**Activity 1**. In the news article on the great resignation, write out the passage starting with "Lori Bumgarner, owner" and going on through "the next year.".
**Activity 2**. Rewrite the paragraph of the news article on the great resignation that begins "She said the number one reason" as a short bulleted list that keeps its main facts.

┌─ Text segment

NASHVILLE, Tenn. (WKRN) – In November, 4.5 million Americans voluntarily left their jobs in the U.S., according to the U.S. Bureau of Labor Statistics.  

In Tennessee, an estimated 377,000 people left their jobs between July and October, with numbers from November and December still pending.  

Lori Bumgarner, owner of paNASH, has been a career coach for more than 20 years. She said she doesn’t see the great resignation slowing down for Nashville over the next year. 

“For Nashville, I think it’s going to be the same as the trend has been for the nation. I think it’s going to continue. I think, especially for Nashville, because Nashville has so many opportunities,” Bumgarner said. “Employees, job candidates, they have their pick right now. And I see that continuing well into 2022, possibly by the end of 2022 and Nashville might actually be the last to come out of the great resignation.”  

 She said the number one reason she’s seeing clients leave their jobs is so they can continue working from home and not feel micromanaged. She said the pandemic also drove people to find more meaningful work.

└─
┌─ Data extracts

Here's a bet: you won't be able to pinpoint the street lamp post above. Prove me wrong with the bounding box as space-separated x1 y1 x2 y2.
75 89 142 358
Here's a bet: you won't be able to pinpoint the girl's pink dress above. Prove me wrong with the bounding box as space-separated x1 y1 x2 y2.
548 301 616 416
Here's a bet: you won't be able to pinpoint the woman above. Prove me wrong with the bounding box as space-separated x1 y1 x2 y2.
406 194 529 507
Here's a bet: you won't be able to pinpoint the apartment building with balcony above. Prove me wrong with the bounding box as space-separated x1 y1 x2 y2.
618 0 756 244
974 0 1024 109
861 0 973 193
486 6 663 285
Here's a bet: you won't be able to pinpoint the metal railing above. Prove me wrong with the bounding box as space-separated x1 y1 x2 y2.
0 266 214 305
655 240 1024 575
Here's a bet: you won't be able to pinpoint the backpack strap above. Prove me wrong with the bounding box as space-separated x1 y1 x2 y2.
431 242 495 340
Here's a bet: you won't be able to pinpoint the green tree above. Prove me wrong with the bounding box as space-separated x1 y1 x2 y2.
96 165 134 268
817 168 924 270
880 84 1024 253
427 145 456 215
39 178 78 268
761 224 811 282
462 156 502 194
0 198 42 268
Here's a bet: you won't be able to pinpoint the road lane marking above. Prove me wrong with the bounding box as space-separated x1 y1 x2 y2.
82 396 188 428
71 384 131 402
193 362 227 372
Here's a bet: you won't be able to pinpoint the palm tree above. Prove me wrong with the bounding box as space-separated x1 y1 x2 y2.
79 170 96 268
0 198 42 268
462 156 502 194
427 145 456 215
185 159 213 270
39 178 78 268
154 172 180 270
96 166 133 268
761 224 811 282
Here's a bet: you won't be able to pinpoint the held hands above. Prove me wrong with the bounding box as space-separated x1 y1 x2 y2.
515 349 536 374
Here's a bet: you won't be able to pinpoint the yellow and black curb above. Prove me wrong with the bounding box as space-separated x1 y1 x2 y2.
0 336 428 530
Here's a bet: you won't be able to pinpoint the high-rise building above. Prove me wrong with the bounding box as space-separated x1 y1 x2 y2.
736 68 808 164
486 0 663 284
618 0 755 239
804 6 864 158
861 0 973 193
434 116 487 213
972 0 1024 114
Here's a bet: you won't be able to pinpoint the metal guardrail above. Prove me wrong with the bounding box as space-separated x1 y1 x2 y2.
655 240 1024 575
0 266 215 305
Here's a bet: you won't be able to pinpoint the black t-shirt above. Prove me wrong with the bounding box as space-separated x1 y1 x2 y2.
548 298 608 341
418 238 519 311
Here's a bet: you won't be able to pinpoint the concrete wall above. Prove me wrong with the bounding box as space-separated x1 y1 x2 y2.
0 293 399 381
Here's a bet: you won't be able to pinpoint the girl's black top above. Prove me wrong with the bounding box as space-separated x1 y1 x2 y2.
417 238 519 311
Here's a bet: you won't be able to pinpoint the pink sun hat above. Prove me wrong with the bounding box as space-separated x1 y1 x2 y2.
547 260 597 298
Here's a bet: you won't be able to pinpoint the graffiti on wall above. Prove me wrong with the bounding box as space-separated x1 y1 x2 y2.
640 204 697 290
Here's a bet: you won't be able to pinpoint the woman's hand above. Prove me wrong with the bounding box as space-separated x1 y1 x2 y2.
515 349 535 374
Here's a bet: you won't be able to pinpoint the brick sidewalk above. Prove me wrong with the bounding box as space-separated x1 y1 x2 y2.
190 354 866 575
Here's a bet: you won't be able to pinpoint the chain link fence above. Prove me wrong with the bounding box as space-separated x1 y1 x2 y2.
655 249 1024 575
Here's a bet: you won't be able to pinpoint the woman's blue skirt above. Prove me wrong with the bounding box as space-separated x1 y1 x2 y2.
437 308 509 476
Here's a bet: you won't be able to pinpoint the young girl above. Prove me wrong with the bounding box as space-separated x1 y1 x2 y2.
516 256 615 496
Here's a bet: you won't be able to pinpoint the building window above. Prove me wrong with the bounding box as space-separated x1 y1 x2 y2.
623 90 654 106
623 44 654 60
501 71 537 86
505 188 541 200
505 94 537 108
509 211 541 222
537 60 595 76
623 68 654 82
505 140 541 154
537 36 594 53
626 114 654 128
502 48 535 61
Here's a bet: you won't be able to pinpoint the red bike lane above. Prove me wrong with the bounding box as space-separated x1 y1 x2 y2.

└─

**Response area 1**.
Lori Bumgarner, owner of paNASH, has been a career coach for more than 20 years. She said she doesn’t see the great resignation slowing down for Nashville over the next year.

**Response area 2**.
- Bumgarner's clients most often leave their jobs so they can keep working from home and not feel micromanaged.
- The pandemic also drove people to seek more meaningful work.